**Work to complete:** Where a line holds the word "roof", copy that line from the data below.

Point-per-instance localization data:
★ ★ ★ ★ ★

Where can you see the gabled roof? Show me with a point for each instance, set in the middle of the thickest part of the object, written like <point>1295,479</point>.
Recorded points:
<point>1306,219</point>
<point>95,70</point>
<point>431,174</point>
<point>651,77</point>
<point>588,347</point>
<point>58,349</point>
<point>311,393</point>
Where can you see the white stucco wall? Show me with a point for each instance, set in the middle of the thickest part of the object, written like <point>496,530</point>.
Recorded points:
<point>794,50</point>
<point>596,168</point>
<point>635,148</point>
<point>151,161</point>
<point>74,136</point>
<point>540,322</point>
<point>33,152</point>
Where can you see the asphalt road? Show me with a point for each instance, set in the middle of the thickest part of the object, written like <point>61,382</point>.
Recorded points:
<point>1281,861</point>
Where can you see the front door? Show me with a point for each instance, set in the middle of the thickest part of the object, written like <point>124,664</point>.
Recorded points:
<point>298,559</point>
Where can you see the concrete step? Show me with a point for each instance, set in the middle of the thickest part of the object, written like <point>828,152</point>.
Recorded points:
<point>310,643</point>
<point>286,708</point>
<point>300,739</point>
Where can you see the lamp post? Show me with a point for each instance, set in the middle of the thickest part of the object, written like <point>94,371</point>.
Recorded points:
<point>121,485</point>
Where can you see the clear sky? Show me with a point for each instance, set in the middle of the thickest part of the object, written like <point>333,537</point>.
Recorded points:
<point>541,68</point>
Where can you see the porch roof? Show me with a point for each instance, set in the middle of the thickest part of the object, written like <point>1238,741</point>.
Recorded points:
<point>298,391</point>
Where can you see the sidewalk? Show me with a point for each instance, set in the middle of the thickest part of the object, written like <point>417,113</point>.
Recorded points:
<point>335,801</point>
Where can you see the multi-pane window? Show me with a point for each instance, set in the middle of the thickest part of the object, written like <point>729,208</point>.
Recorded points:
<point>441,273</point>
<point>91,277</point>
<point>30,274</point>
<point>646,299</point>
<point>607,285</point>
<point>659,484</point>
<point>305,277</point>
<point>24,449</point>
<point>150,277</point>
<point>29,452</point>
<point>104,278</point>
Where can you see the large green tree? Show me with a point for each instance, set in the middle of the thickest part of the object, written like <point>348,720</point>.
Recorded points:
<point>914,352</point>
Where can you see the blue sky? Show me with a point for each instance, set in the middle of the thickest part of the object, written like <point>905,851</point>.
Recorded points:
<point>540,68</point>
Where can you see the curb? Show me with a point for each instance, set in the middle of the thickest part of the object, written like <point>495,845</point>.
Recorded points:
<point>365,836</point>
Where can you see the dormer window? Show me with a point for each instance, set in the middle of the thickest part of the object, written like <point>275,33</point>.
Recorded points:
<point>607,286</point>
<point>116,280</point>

★ ★ ★ ★ ★

**Expected answer:**
Where can you see the gabled roof? Show me with a point for each instance, set in the middle of the thickest part of the object, written like <point>1295,479</point>.
Where can you see the porch roof? Show me with a point for each instance, set in the middle of the thickest part of the object, written like <point>1238,741</point>.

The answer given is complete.